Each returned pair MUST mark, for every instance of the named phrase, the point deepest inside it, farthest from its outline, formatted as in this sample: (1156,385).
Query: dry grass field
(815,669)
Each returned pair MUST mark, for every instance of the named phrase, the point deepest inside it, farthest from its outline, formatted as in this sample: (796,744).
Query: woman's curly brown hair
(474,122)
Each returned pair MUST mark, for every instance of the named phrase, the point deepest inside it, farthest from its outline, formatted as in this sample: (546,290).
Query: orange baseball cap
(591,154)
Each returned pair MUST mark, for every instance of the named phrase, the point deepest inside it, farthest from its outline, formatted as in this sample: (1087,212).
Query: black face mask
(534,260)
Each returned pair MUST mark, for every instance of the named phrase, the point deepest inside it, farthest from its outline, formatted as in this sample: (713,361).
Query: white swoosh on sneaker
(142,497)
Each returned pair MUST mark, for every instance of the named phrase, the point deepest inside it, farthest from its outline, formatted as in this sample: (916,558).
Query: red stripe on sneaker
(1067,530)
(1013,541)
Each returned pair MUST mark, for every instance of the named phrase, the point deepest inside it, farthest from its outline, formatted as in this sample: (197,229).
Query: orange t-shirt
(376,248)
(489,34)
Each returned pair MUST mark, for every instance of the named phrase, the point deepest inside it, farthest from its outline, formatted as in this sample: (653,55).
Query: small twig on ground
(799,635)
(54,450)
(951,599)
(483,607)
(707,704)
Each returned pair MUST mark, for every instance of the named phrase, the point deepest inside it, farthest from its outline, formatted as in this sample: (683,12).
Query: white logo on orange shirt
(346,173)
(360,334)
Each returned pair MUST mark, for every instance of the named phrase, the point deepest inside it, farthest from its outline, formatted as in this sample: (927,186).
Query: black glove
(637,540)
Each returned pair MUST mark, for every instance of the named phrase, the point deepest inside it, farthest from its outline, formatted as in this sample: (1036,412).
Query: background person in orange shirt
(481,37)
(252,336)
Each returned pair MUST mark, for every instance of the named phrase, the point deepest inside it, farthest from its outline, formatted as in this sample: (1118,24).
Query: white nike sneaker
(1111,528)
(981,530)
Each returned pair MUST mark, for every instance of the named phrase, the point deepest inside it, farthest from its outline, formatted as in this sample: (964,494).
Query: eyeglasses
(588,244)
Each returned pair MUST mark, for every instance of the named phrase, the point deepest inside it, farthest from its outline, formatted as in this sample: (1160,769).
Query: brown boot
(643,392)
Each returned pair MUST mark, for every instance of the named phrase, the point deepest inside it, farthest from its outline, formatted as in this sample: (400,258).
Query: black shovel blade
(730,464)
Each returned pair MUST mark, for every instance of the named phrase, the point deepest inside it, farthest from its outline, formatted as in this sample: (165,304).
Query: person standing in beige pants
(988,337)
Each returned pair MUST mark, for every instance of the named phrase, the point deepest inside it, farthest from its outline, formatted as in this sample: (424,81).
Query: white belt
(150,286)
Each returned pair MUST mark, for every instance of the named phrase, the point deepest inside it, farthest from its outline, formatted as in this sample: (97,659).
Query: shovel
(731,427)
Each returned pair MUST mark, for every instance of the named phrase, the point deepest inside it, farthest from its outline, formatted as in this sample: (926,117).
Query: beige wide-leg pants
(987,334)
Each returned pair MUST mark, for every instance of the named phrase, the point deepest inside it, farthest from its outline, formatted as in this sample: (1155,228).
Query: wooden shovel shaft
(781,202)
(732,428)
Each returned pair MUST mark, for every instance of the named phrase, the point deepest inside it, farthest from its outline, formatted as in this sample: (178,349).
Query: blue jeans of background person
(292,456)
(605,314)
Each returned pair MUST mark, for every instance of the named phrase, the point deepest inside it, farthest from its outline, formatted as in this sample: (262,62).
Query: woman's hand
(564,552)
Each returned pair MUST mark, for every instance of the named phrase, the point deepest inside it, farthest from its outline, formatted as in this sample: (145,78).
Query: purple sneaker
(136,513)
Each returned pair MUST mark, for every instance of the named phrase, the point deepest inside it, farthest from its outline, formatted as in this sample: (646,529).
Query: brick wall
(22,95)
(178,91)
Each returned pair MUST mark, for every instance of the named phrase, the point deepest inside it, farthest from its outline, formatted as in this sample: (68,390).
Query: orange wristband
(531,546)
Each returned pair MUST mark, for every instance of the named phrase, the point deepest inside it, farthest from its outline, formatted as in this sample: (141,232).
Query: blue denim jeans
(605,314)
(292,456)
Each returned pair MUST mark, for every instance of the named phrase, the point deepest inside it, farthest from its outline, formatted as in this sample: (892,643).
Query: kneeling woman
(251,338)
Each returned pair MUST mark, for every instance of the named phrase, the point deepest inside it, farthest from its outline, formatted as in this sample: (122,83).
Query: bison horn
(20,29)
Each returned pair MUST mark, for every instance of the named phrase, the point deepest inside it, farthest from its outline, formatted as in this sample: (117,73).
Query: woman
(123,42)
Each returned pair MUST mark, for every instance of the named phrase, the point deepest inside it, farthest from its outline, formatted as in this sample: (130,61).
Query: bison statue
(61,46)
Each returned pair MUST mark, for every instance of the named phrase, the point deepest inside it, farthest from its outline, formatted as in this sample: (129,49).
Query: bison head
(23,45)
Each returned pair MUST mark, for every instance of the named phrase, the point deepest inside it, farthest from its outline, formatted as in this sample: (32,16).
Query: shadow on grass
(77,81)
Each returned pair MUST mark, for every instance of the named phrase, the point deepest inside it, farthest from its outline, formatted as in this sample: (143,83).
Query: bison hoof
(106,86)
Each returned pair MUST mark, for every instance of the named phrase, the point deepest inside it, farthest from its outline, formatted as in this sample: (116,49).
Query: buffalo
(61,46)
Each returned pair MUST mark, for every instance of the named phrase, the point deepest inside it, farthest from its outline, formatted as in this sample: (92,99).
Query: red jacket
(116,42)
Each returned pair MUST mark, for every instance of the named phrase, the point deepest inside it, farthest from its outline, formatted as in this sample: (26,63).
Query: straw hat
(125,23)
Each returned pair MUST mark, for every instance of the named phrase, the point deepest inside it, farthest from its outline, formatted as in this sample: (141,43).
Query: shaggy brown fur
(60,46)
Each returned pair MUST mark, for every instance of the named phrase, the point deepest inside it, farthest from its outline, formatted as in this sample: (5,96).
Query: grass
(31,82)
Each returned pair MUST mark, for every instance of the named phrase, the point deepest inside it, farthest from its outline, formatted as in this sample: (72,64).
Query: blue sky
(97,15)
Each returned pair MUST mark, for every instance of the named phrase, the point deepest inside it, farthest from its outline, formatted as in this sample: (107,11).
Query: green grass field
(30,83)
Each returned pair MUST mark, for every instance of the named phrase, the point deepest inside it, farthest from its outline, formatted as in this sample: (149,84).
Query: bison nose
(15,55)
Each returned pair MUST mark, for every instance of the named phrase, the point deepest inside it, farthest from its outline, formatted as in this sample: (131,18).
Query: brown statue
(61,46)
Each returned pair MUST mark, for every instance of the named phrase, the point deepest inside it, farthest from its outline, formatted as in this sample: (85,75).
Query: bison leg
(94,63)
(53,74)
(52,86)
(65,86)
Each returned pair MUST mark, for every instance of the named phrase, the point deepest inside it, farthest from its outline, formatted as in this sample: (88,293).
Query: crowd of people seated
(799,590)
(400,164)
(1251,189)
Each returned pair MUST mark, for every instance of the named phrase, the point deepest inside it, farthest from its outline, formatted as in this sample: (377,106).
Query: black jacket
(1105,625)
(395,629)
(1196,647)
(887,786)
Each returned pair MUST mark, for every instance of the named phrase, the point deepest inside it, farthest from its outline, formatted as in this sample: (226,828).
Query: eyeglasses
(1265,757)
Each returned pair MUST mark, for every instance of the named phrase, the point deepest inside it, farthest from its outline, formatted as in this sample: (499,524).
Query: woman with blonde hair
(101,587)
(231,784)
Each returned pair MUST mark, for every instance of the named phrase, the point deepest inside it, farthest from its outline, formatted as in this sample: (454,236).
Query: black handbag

- - -

§ **Activity**: For the listing above, print only the lines starting at the line containing "Query: person standing in beige pants" and ending at the line containing "this sample: (178,349).", exactly, both included.

§ **Exercise output**:
Query: person standing in beige pants
(988,337)
Each returned pair MUST mark, for every instance of the named phrase, the point deepest inside it, farthest from its outline, formatted as in this sample: (424,81).
Query: white belt
(150,286)
Each returned pair MUST mark, for every instance of the named phrase, the point deepest inside it, farthest from its outline, formatted as in this sample: (97,659).
Query: shovel
(731,427)
Each returned pair MUST mark, for every instance of the named phrase, the point deepest inside it, farthest from its outline, formatted as in this sample: (926,117).
Query: beige wide-leg pants
(987,334)
Each returned pair MUST mark, for every instance of the named phrase, the point deepest inside it, farthest from its outline, formatted as in this sample: (1155,228).
Query: wooden shovel shaft
(781,202)
(732,428)
Each returned pair MUST mark, for every instance of the named phrase, the point deepest inside it, farthest from its outline, formatted as in this sample: (178,349).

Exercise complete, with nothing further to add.